(Source extract begins)

Even more healing, perhaps, is the lack of speed with which the visual stimulus of water’s movement enters our eyes and brain—all the more potent in a world of rapid, digital, flicking visual images in our media; commercials, action sequences in movies and on TV, and video games coming at us at a pace that’s too fast for the brain to comprehend consciously, putting us into a state of hypervigilant overstimulation that all too quickly becomes our status quo.³¹

But if we stop for just a moment, put our tablets and smartphones down, and just watch the water, we can find a measure of rest and a sense of peace in the dance of drops from a fountain or the lazy motion of the current in a broad river. As reporter Charles Fishman writes in The Big Thirst, a book about the future of water as our most precious resource, “It’s hard to be in a bad mood around beautiful flowing water. Whatever cares you have are lightened when you spend some time with water. The presence of a brisk, bright mountain stream makes you smile, it makes you feel better, whether you’re already feeling good or you’re low.”³² And that ability to sit outside and watch the play of water has benefits beyond contentment. Ophthalmology studies done in Australia theorize that the increasing rate of nearsightedness in children and young people could be due to less time spent in settings where the eyes need to focus on longer distances.33 In an age of computer/smartphone/screen-stressed vision, the homonyms “sea” and “see” take on a significance beyond rhyme.

The Redolence of Water: Smell and Taste

I believed I could identify the scent of the sky as I stood there, a blue menthol fragrance similar to the scent of seawater that sprayed into my face when I first dove into the ocean. That initial scent was much more subtle than the ocean’s heavy, fishy aroma; it was a whiff of salt and mint, just as I approached the water on a dive, that warned me that a more powerful scent would soon enter my nose.

—ANNE SPOLLEN, THE SHAPE OF WATER

Certainly we don’t want the water we drink to have much of a smell (or taste),³⁴ but if you think of any moment in which you encountered water, chances are you will remember some aroma, even a subtle one. The smell of rain in the air, or the cool mist of droplets from a fountain… the slightly woody scent of leaves mixed with freshness when you come upon a creek or stream… the tang of salt along the ocean or the just-can’t-quite-put-my-finger-on-it fresh smell of a lake. All of these scents have natural origins—plant decay, bacteria, dimethyl sulfide (DMS), ozone.³⁵ These bits and pieces of life and death, animal, plant, and mineral, produce a raft of aromatic chemicals that enter the nostrils, triggering chemoreceptors that stimulate the olfactory receptor neurons, which send signals to the brain. Unlike our other senses, however, information about smell bypasses the thalamus and goes straight to the olfactory bulb, a part of the limbic system that includes the amygdala (which, as we’ve discussed, is crucial in both the formation and memory of emotional experiences). This is the reason that smells are some of our most powerful emotional triggers.

(Source extract ends)
(Data listing begins)

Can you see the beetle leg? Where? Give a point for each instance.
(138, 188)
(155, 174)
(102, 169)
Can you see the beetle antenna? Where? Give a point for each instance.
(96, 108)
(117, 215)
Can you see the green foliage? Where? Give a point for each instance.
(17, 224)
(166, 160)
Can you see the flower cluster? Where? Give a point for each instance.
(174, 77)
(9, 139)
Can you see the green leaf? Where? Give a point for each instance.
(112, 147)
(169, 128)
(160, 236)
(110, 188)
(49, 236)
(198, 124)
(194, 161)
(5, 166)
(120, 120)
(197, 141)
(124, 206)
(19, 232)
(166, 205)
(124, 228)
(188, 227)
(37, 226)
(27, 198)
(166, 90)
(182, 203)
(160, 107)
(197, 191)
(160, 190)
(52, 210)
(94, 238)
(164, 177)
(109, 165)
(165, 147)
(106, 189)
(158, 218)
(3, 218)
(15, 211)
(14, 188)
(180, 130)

(Data listing ends)

Problem —
Can you continue the passage on how water engages our senses, starting right after its last sentence?

Answer to the exercise —
Numerous studies have shown that smell may affect our cognition, mood, and health. In a 2011 paper, psychologist Andrew Johnson states, “Essential oils and other commercially available scents have… been shown to positively affect memory, vigilance, pain perception, self-perception/confidence, consumer decision making, and alertness.”36 An earlier study showed that using orange and lavender oils on patients prior to treatment reduced their anxiety and improved their mood.³⁷

Unfortunately, there have been no studies of the effects of more watery scents on humans, but I believe that the strong emotions many of us experience around water can be triggered by even the faintest whiff of salty air or the fragrance of damp earth after rain. Not long ago, I asked master perfumer Libby Patterson to create an ocean scent for me. She did, and calls it Wave. It’s a mix of oils from the coastal vegetation near my home, the smell of kelp, mixed with burnt shell. To me it hints of the way my skin smells in the morning after swimming in the Pacific Ocean all day and sleeping by a fire on a beach all night. I now travel everywhere with a small vial of it in my kit, to remind me instantly of home on the Slow Coast.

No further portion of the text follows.